▸ **EXTRAIT CHOISI**
......
Je vous remercie vivement de votre invitation à m'exprimer au sujet du cyberespace, cet espace de conflictualité, et pour évoquer avec vous ses enjeux, en particulier pour la défense de notre pays. Je vous propose trois temps dans mon propos liminaire, que j'émaillerai d'un certain nombre d'exemples. Le premier temps m'amènera précisément à parler de cette conflictualité associée au cyberespace et de ce qui la caractérise. J'expliquerai ensuite comment cette conflictualité touche les questions de sécurité et de défense. Je traiterai enfin, plus spécifiquement, du commandement de la cyberdéfense : sa dynamique, son action, ses responsabilités.
La conflictualité dans le cyberespace est liée au numérique, qui est partout, dans toutes les activités humaines, et qui soutient l'ensemble des métiers – qu'ils soient privés ou publics –, et des individus. À la base, évidemment, le but est de créer du progrès, relier les uns et les autres, faciliter ces activités. Ces mécanismes techniques qui permettent de relier les uns et les autres – et en quantité : une personne vers une multitude – de contracter l'espace et le temps dans la transmission de l'information et de partager énormément d'éléments sont une chance mais aussi un risque. Certains ont clairement identifié ce risque et la valeur des données personnelles, par exemple, que d'aucuns mettent peut-être trop imprudemment sur internet. Ils ont vu qu'ils pouvaient tirer profit de ces liens entre les individus, de tout ce qui peut transiter par le cyberespace. Celui-ci attire tout type de convoitise, tout type de cybercriminalité. Cela facilite bien sûr l'espionnage, puis en élargissant, l'influence, le sabotage et la déstabilisation… Ces mots existaient déjà depuis très longtemps, mais ils prennent une dimension tout autre en raison des caractéristiques même du cyberespace.
......
▸ **INFORMATIONS EXTRAITES**
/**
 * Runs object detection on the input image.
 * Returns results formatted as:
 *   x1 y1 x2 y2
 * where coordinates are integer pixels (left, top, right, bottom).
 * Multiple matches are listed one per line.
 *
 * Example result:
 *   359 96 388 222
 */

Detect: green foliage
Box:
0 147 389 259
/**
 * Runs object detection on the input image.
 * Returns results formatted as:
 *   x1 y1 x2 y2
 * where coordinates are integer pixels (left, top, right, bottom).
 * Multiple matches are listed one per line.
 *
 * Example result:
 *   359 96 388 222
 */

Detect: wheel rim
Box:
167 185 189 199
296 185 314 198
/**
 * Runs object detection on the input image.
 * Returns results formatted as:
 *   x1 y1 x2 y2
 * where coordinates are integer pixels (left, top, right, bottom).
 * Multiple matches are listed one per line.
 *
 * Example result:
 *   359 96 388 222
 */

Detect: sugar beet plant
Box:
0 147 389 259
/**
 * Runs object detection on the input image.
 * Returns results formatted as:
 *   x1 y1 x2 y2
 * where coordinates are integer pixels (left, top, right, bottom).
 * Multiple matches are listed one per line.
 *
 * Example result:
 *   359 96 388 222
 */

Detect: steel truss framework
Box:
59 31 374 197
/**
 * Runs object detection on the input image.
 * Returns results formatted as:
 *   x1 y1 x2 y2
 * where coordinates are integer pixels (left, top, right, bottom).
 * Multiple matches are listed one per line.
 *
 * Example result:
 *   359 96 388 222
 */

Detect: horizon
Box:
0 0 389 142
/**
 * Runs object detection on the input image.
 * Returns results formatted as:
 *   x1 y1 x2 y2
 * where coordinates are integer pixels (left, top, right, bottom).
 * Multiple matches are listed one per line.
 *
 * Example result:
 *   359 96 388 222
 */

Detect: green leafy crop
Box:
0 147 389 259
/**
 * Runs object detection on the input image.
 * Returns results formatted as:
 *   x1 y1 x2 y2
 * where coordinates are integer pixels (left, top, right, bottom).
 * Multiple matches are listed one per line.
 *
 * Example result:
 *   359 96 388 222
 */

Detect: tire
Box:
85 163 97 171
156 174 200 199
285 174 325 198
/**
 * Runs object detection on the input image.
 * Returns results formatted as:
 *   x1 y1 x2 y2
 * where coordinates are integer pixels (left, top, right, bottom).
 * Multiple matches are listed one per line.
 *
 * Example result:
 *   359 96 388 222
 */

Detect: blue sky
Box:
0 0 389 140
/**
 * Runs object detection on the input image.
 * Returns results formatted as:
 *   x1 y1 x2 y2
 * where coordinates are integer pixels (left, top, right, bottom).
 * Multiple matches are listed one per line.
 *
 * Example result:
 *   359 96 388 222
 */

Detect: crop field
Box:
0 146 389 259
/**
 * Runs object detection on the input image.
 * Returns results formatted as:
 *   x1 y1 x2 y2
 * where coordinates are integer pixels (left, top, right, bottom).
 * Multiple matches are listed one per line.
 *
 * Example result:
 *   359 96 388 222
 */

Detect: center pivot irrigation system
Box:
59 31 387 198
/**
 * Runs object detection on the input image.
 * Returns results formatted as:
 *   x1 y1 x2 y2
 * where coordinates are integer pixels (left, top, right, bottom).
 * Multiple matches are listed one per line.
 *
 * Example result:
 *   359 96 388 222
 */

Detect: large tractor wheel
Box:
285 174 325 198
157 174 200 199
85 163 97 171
......
▸ **TRAVAIL À EFFECTUER**
A – Imprimez le passage de l'extrait sur le cyberespace compris entre « Je vous remercie » et « action, ses responsabilités. », bornes incluses.
B – Poursuivez la rédaction de l'extrait sur le cyberespace à partir de l'endroit où il s'interrompt.

▸ **RÉPONSES ATTENDUES**
A –
Je vous remercie vivement de votre invitation à m'exprimer au sujet du cyberespace, cet espace de conflictualité, et pour évoquer avec vous ses enjeux, en particulier pour la défense de notre pays. Je vous propose trois temps dans mon propos liminaire, que j'émaillerai d'un certain nombre d'exemples. Le premier temps m'amènera précisément à parler de cette conflictualité associée au cyberespace et de ce qui la caractérise. J'expliquerai ensuite comment cette conflictualité touche les questions de sécurité et de défense. Je traiterai enfin, plus spécifiquement, du commandement de la cyberdéfense : sa dynamique, son action, ses responsabilités.

B –
Il est important de comprendre que le cyberespace est totalement façonné par l'homme. Par rapport aux espaces aériens, terrestre, maritime et même spatial, il est le seul à avoir été construit par l'homme, et il ne cesse d'évoluer. Cette évolution rend difficile l'identification de ses contours, actuels et futurs. Au départ, il est plutôt basé sur une gouvernance technique, dans laquelle les États ne sont pas forcément présents. Mais aujourd'hui se pose la question de la présence des États et de l'ensemble des opérateurs que l'on peut y retrouver. Le cyberespace est ainsi comme d'autres espaces, d'autres médias : un champ d'expression des rivalités entre États, entre groupes, entre entreprises, et un champ d'action pour un certain nombre de criminels. Tous ceux qui souhaitent l'utiliser à leur profit pour imposer leur volonté se servent des difficultés et des fragilités en matière d'organisation et de technologie, mais aussi parfois du manque de connaissance de la part de ses utilisateurs. Vous le voyez, de telles conflictualités présentent des enjeux de sécurité et de défense.
Je prends deux exemples. À l'été 2019, dans un cadre structuré, le Pentagone aux États-Unis a demandé à un certain nombre de hackers – hackers au sens plutôt sympathique de « bidouilleur » – de tester des systèmes et leur sécurité. En 48 heures, ces hackers ont réussi à prendre la main sur les systèmes numériques déployés au sein d'un avion F-15. On voit tout ce que cela peut avoir comme effet dans le cadre d'opérations utilisant ces moyens très modernes équipés d'armements mortels… Même sur des matériels très pointus, très évolués – même si le F-15 n'appartient pas à la toute dernière génération des avions de combat –, il existe des vulnérabilités. Ces systèmes d'armement ont été conçus il y a dix ou même vingt ans, à une époque où la cyberdéfense n'avait pas la même portée qu'aujourd'hui et où l'on n'avait pas encore la connaissance des vulnérabilités associées au cyberespace. Il y a un rattrapage à faire, et il est parfois compliqué.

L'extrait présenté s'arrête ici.